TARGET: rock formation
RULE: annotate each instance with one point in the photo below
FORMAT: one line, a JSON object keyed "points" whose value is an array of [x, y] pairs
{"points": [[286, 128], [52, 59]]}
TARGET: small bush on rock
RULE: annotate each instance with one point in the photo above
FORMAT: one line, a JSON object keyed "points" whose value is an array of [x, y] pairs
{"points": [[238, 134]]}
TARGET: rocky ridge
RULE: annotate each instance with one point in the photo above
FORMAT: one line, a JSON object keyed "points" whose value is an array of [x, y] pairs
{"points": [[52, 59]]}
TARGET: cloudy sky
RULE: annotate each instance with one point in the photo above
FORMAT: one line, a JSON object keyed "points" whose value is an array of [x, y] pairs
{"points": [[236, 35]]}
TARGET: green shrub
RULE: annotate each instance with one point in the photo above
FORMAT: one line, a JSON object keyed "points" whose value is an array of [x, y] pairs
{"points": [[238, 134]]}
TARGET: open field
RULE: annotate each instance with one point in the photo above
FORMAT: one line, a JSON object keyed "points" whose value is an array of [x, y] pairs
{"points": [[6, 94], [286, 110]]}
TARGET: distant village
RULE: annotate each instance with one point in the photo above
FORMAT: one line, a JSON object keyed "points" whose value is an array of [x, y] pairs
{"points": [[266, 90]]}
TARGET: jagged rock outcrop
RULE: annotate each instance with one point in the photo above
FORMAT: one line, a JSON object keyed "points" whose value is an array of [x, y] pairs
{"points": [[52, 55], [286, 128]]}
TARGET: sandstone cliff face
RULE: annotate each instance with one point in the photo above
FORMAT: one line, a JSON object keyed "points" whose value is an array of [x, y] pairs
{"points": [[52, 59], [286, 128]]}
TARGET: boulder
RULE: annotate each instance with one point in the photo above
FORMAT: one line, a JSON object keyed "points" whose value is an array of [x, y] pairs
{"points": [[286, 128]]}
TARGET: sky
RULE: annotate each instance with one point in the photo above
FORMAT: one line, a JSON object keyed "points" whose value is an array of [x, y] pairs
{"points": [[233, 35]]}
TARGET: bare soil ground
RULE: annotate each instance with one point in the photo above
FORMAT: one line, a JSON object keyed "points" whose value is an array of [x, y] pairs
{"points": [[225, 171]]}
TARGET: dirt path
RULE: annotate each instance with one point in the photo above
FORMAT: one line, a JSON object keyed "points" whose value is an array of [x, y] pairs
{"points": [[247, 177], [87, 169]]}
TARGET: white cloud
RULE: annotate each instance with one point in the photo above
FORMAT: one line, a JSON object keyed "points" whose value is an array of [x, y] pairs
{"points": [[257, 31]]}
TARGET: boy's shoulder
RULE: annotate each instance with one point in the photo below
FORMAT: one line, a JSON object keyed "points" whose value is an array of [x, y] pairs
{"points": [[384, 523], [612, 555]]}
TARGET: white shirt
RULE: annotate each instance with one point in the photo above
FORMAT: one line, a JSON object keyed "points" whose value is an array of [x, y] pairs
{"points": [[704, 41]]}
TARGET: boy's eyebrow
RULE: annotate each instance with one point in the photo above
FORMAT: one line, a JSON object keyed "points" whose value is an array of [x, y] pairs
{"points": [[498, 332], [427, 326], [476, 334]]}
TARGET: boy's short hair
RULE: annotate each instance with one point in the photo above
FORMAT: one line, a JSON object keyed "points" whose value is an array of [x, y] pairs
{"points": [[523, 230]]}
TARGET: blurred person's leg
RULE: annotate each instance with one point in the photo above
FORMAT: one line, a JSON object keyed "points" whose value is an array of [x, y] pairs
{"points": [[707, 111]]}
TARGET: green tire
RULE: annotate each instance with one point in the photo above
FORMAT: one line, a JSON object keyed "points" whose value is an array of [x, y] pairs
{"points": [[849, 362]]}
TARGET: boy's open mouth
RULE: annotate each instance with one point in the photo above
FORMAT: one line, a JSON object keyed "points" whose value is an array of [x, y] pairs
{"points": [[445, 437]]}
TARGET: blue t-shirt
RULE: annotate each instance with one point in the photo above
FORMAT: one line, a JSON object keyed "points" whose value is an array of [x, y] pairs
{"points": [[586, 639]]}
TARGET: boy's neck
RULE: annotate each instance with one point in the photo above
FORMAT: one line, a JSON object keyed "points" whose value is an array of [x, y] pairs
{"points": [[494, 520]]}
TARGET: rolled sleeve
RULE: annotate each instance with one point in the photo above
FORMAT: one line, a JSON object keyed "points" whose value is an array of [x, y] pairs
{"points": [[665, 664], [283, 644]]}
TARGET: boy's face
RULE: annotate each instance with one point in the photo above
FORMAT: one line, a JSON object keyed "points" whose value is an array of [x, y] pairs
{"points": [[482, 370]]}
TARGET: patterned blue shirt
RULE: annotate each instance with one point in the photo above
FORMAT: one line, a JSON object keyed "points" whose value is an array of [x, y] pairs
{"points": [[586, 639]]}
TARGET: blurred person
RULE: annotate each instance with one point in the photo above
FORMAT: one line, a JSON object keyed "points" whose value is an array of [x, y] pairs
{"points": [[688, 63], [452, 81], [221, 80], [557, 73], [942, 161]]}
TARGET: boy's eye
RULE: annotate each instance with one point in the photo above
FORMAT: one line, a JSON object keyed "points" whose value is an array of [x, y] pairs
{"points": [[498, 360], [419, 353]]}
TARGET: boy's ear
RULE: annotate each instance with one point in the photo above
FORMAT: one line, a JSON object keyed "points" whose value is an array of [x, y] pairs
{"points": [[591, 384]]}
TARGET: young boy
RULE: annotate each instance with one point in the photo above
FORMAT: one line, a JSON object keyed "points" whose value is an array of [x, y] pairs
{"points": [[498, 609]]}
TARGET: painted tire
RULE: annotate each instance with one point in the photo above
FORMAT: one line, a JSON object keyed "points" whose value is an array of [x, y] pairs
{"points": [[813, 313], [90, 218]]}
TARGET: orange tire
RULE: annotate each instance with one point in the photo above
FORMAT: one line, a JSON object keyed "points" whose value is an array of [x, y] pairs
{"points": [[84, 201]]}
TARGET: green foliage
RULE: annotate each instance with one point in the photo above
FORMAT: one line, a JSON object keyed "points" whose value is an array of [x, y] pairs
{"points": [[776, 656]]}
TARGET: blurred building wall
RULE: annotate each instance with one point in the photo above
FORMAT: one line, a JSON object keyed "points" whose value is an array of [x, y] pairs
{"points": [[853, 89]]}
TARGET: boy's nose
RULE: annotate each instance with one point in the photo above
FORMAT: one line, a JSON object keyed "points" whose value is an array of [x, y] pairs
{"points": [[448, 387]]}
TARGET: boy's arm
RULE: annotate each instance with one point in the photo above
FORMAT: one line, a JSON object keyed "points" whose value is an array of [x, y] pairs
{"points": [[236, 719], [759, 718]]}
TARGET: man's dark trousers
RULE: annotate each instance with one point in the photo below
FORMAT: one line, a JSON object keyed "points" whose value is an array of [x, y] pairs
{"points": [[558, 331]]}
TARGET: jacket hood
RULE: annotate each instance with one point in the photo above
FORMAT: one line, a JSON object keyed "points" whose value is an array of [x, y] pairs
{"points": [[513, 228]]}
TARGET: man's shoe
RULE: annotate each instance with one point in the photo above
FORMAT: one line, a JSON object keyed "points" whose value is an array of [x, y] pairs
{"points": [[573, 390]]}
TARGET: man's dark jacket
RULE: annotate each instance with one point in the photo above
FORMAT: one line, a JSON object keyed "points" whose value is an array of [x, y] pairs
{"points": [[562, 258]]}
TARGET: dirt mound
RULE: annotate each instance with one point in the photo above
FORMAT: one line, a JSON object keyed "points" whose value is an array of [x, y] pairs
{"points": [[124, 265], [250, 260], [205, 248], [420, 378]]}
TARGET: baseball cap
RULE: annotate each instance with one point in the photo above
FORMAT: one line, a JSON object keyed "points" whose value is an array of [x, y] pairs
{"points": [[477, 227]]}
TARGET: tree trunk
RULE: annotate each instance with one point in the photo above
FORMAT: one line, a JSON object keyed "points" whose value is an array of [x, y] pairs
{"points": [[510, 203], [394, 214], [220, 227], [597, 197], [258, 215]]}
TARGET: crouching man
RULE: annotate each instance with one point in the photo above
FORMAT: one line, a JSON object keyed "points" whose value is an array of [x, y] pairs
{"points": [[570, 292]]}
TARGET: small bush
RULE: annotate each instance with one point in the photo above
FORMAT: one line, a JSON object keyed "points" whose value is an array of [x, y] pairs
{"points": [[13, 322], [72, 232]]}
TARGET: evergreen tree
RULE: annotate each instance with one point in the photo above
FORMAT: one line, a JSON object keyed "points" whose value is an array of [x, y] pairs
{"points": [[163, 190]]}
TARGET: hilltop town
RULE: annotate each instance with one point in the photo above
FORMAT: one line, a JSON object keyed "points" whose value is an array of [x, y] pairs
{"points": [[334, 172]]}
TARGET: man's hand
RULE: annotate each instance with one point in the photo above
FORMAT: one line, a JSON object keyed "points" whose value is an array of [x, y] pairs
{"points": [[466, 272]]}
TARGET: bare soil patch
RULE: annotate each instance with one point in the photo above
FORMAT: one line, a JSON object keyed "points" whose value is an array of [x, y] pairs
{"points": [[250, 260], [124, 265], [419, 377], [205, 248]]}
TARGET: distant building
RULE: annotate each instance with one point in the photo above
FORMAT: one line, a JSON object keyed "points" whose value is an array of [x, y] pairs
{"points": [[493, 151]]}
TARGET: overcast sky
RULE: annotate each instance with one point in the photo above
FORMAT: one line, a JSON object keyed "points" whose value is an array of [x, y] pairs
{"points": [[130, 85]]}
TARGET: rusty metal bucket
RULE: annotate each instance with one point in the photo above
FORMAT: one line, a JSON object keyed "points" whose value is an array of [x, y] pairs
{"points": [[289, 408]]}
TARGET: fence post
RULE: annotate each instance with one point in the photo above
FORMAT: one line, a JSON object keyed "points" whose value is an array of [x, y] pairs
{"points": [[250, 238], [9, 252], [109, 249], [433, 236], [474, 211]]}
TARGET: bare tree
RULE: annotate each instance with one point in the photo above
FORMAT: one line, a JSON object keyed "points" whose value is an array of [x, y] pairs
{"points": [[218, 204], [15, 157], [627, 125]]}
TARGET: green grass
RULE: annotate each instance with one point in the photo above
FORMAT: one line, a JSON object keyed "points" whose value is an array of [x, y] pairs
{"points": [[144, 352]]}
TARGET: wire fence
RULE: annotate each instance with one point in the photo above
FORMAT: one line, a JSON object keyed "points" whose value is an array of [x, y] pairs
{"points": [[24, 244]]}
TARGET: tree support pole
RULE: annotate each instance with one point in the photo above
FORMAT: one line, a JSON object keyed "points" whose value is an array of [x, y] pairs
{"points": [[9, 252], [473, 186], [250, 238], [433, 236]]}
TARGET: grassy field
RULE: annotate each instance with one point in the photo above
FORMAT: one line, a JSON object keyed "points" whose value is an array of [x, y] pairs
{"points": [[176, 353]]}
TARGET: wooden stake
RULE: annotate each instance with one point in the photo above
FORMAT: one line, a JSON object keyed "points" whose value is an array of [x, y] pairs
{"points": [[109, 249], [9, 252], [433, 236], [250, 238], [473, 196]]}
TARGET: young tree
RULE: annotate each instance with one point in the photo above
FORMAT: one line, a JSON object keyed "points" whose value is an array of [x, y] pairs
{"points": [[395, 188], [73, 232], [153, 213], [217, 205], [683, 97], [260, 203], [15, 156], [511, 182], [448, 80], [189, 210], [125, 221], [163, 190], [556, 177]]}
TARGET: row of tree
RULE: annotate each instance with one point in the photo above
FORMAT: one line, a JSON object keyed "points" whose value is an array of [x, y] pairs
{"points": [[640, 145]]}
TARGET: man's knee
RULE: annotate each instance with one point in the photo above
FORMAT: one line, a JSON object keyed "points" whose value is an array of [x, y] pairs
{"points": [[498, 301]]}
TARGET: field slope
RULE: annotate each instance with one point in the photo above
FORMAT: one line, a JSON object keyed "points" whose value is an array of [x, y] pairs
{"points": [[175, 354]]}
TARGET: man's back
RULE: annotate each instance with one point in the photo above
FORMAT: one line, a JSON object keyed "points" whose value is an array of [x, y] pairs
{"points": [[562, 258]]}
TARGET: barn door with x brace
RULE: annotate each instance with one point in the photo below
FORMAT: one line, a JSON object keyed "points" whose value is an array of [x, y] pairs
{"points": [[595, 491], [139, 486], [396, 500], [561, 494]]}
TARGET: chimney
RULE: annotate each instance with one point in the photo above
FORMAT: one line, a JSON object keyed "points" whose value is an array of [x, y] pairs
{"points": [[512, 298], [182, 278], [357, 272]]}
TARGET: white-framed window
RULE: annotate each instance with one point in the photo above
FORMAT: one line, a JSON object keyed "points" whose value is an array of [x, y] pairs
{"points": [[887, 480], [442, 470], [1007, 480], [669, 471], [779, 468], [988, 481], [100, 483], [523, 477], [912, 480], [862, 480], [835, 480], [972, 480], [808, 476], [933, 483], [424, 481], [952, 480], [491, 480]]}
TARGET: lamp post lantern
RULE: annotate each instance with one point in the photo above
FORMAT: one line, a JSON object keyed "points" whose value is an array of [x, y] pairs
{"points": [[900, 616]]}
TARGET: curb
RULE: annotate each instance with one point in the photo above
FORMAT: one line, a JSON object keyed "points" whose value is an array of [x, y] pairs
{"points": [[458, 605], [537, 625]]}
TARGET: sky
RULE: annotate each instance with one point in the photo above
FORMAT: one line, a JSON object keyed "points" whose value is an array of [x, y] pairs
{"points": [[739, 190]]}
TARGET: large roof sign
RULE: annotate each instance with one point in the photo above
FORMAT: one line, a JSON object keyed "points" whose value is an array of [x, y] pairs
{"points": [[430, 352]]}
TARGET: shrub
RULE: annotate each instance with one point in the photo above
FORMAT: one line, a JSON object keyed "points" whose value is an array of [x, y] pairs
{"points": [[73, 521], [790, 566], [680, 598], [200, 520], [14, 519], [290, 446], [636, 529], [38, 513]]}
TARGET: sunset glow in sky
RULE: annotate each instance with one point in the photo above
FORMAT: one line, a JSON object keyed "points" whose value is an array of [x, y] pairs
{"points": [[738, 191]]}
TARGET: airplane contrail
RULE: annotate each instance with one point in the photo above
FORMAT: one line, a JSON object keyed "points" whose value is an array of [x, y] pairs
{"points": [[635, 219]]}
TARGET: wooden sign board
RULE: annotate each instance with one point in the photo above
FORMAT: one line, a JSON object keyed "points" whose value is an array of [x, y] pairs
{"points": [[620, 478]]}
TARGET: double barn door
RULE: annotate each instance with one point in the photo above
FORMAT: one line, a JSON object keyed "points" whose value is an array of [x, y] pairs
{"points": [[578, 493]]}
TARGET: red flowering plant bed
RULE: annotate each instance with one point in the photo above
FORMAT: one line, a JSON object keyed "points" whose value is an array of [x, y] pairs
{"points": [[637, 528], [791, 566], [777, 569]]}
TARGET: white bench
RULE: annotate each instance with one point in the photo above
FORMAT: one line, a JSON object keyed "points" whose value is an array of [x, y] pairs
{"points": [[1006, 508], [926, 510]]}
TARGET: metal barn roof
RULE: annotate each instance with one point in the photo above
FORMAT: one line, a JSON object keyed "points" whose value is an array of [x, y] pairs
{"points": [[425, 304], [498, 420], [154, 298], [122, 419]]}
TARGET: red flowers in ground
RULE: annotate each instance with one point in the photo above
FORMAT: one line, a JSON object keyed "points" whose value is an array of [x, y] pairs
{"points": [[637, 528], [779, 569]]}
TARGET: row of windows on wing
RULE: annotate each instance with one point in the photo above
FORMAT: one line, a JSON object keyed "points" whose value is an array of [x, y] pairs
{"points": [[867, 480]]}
################
PROBLEM STATEMENT
Everything from the line containing "TARGET: double barn door" through the final line of the listing, inclusive, must be reproduced exactly; leave out the rest.

EXERCISE RESPONSE
TARGET: double barn door
RULE: annotate each instance with one point in the photo above
FORMAT: one line, a JSON object keyed "points" whose value is an array of [x, y] pairs
{"points": [[578, 493]]}
TARGET: red flowering plant bed
RULE: annotate each instance with one point in the photo above
FORMAT: one line, a JSON object keyed "points" whose value is an array of [x, y] pairs
{"points": [[637, 528], [791, 566], [777, 569]]}
TARGET: white bench
RULE: annotate each instance with one point in the photo above
FORMAT: one line, a JSON object keyed "points" whose value is an array of [x, y] pairs
{"points": [[1006, 508], [926, 510]]}
TARGET: metal barn roof
RULE: annotate each instance with one point in the photo above
FORMAT: one line, a JSON object keyed "points" whose value is an array of [x, y] pairs
{"points": [[425, 304], [498, 420], [154, 298], [122, 419]]}
TARGET: red flowers in ground
RULE: annotate each instance with one point in the photo above
FORMAT: one line, a JSON object keyed "points" whose value is an array of [x, y] pairs
{"points": [[637, 528], [779, 569]]}
TARGET: row of windows on wing
RULE: annotate each instance with one point in the photo above
FORMAT: one line, a JSON object keyed "points" whose value is an array of [x, y] pairs
{"points": [[867, 480]]}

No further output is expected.